Records contained in a dataset
********

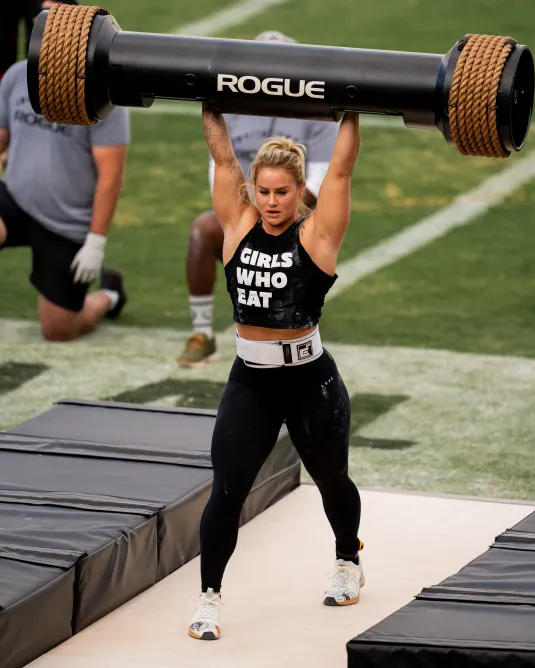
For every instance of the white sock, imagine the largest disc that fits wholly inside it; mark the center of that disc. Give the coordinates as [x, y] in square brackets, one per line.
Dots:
[201, 310]
[113, 297]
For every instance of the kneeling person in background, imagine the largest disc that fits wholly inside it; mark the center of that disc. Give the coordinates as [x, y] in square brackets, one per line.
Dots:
[58, 198]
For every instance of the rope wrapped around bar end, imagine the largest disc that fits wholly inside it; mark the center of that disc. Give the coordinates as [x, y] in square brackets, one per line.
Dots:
[62, 63]
[472, 103]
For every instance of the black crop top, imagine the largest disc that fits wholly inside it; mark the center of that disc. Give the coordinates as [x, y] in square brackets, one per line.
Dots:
[273, 282]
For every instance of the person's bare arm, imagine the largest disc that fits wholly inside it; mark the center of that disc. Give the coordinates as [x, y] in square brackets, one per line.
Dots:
[229, 193]
[333, 208]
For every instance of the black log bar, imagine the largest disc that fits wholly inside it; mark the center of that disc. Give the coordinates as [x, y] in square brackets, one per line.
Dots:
[132, 69]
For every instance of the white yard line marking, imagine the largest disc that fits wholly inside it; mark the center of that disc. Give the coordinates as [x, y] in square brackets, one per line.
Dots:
[461, 211]
[226, 18]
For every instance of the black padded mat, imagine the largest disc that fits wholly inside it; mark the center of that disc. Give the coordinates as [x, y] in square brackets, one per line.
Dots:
[99, 501]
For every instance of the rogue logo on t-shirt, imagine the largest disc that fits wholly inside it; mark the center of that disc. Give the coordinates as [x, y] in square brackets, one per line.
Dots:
[261, 279]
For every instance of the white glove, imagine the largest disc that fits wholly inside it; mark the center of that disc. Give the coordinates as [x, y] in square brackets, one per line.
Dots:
[88, 261]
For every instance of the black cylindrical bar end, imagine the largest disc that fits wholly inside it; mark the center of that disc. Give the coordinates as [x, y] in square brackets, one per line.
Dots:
[515, 98]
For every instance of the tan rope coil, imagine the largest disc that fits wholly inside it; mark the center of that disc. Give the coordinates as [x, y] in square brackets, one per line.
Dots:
[62, 62]
[472, 101]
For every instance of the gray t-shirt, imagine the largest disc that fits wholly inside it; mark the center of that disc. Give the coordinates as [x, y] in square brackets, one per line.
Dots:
[248, 133]
[51, 173]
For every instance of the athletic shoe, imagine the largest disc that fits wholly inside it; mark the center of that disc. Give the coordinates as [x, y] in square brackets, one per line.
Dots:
[112, 279]
[198, 350]
[205, 622]
[347, 580]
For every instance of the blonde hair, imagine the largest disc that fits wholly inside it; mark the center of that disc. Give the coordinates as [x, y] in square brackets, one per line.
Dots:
[281, 153]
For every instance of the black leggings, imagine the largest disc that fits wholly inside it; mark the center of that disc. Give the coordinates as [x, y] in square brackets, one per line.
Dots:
[313, 400]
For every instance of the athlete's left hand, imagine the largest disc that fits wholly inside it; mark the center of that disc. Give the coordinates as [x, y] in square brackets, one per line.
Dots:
[88, 261]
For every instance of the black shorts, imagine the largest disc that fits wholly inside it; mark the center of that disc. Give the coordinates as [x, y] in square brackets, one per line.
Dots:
[52, 255]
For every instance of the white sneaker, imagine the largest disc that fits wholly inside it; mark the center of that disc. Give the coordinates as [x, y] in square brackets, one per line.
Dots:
[205, 622]
[347, 580]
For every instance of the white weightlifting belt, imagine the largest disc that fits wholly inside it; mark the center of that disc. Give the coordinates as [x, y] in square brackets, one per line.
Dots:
[280, 353]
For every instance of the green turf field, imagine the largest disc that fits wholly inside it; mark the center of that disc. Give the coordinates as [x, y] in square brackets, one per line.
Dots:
[468, 295]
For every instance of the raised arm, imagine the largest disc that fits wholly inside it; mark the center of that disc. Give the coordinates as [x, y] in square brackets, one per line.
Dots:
[333, 209]
[229, 196]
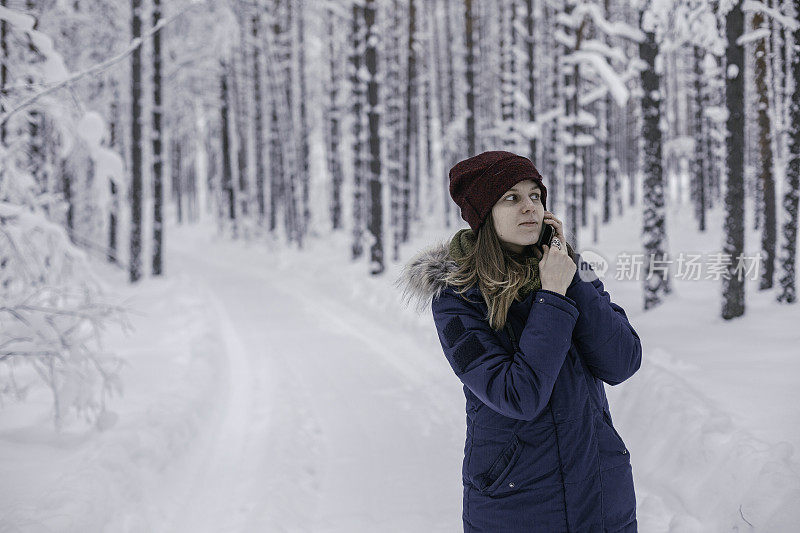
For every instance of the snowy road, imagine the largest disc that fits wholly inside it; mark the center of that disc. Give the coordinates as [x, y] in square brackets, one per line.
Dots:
[320, 428]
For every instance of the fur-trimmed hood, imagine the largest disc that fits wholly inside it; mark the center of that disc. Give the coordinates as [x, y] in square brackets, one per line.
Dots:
[423, 277]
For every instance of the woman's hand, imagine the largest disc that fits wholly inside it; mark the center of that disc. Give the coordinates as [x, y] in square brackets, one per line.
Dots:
[556, 268]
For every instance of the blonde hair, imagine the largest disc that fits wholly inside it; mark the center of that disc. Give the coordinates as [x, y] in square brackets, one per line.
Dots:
[499, 273]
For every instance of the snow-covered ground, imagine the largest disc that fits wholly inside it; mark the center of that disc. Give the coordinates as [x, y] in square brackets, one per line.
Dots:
[285, 391]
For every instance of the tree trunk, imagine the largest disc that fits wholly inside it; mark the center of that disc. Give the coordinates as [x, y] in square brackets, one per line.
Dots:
[654, 229]
[375, 223]
[787, 281]
[135, 264]
[158, 188]
[733, 284]
[769, 230]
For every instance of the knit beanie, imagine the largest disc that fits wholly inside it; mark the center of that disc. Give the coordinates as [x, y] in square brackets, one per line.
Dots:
[477, 183]
[464, 241]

********

Set task:
Restate each line of the records exactly; pictures do not belong in the copy.

Exercise response:
For every instance of the white sock, imagine the largest disc that fits wholly inside it; mark the center of that disc. Give the coordinates as [x, y] in square brackets, one per line.
Dots:
[201, 310]
[113, 297]
For every instance of the kneeling person in background, imagine the largest disc that fits wholly inside it; mark the center of that disc. Give the coordinates as [x, y] in square brackets, one per line.
Dots:
[58, 198]
For every instance of the rope wrapped around bar end, imagine the largest disc that fits wholly inside it; mark the center of that disc. Give the coordinates as [x, y] in square brackets, one per line.
Dots:
[62, 63]
[472, 103]
For every instance of the black crop top, imagine the largest disc that fits wholly inside it; mark the center of that disc. Give the coordinates as [x, y] in square brackets, one per line.
Dots:
[273, 282]
For every instance of the person's bare arm, imagine the largest disc that fits wholly inside it; mark the center of that disc. Give the coordinates as [x, y] in square brackets, one per line.
Dots:
[229, 193]
[333, 208]
For every instance of the black log bar, imagine the largest disc that fits wholly inside it; mark the center of that disc. Give the coordinates as [x, y] in square brackets, one per line.
Dots:
[132, 69]
For every instance of the white yard line marking, imagine the largest disc that fits wholly inside it; mark the center of that disc. Give the coordinates as [x, y] in square brackets, one per line.
Dots:
[461, 211]
[226, 18]
For every instance of the black padded mat, imagine the largest disc that fits wholly inside it; mark the center of that disc. Give the coordinates as [x, y] in square brackets, one per line.
Dots:
[99, 501]
For every instance of the rogue logo on t-shirt, imagine the largest disc that fits wholly inside it; mark the center of that disc. Give the coordinates as [x, y] in square brackets, one per line.
Dots:
[261, 279]
For every instance of the white glove, imagine the largest disc that fits wholly inside it; mark the center of that disc. Give the coordinates as [x, y] in square brackets, one per line.
Dots:
[88, 261]
For every instance of the black cylindrical bar end, imagine the largest disc that fits wholly inside it; mark the center of that disc. Give the coordinates as [x, y] in square brackets, one per line.
Dots:
[515, 98]
For every instance of the tan rope coil, imagine the largest disc that fits wholly inside it; mark the center of that disc. Give the coordinates as [x, y] in square brackets, one per line.
Dots:
[62, 62]
[472, 101]
For every instance of the gray t-shirt, imagine the largest disc that fits wholly inside it; mark the center of that disc. Give the coordinates as [x, y] in square brackets, one per line.
Dots:
[248, 133]
[51, 173]
For every instance of the athletic shoe, imagine the largest disc that fits wholly inside it; mark the center of that disc. Give the coordinates as [x, y] in square brackets, one per line.
Dots:
[112, 279]
[198, 350]
[205, 622]
[347, 580]
For every instance of the blonde hair, imagine the largest disc that fits wholly inside it; mark the center of that disc. Give the coordinates as [x, y] in square brackets, one per line.
Dots:
[281, 153]
For every instance of the black leggings, imagine the largest disc that fits wholly inside it; mark the center of that disc. Give the coordinates as [x, y] in square brackets, one per line.
Dots:
[313, 400]
For every instance of the athlete's left hand, imagine the largest disc that fits wholly inside it; mark the center of that disc. Give the coordinates as [x, y] in square brackets, one per line.
Dots:
[88, 261]
For every instance of the black shorts, imagine the largest disc that fits wholly inside it; mark the center of that disc. Give the coordinates as [x, y] in square brackets, one per line.
Dots:
[52, 255]
For every instance of the white sneaker, imagine the largest disc that fits wholly inside it; mark the center of that disc. Give the coordinates as [x, y] in square brackets, one per line.
Dots:
[205, 622]
[347, 580]
For every instance of the white weightlifting belt, imagine the largest disc that fits wholly inside it; mark the center of that disc. Give the coordinates as [x, y] in square brackets, one per line.
Dots:
[280, 353]
For every instance of the green turf field, imagine the largest disc that fits wholly inside it; mark the center of that disc. Give the coordinates as [x, y] in square brackets, one per line.
Dots:
[468, 295]
For every instance of the raised arm, imagine the largest disc that fits wholly inside it; mark the center of that disc. Give the coordinates as [x, y] in square brackets, one per line.
Dots:
[333, 209]
[229, 196]
For every instance of the snowy road, imagine the largest disc that fits wholly inside it; mark the center of that disc. Give the coordinates as [x, y] in square brackets, one per line.
Dots:
[320, 428]
For every instance of the fur-trimmed hood, imagine the largest disc that fits wholly inside it; mark the center of that disc. Give the coordinates as [x, y] in square brackets, one per line.
Dots:
[423, 277]
For every instance of the woman's hand, imagine the largest disc that fits wholly inside it; mark the center of that disc. Give the coordinates as [x, y] in square brackets, one per line.
Dots:
[556, 268]
For every instance of the blonde hair, imagine the largest disc that fits wholly inside it; mark the center of that disc. Give the coordinates as [x, y] in square brackets, one per line.
Dots:
[499, 273]
For every instance of the snow-covered ground, imagine the largest disc that fits wholly inside it; mark the center of that disc. Give the coordinates as [x, y] in square brackets, one per line.
Dots:
[285, 391]
For every instance of the tree trunk, imagine the largest disc that fits wholly inside it; mark the center of that disc. Give the coordinates as [x, y] in square brackets, one per line.
Dots:
[654, 229]
[375, 223]
[787, 281]
[135, 264]
[158, 188]
[733, 284]
[769, 230]
For every instance of the knit beanie, imagine the largest disc that fits wholly inside it; mark the center of that disc. Give the coordinates as [x, y] in square brackets, one per line.
Dots:
[477, 183]
[464, 241]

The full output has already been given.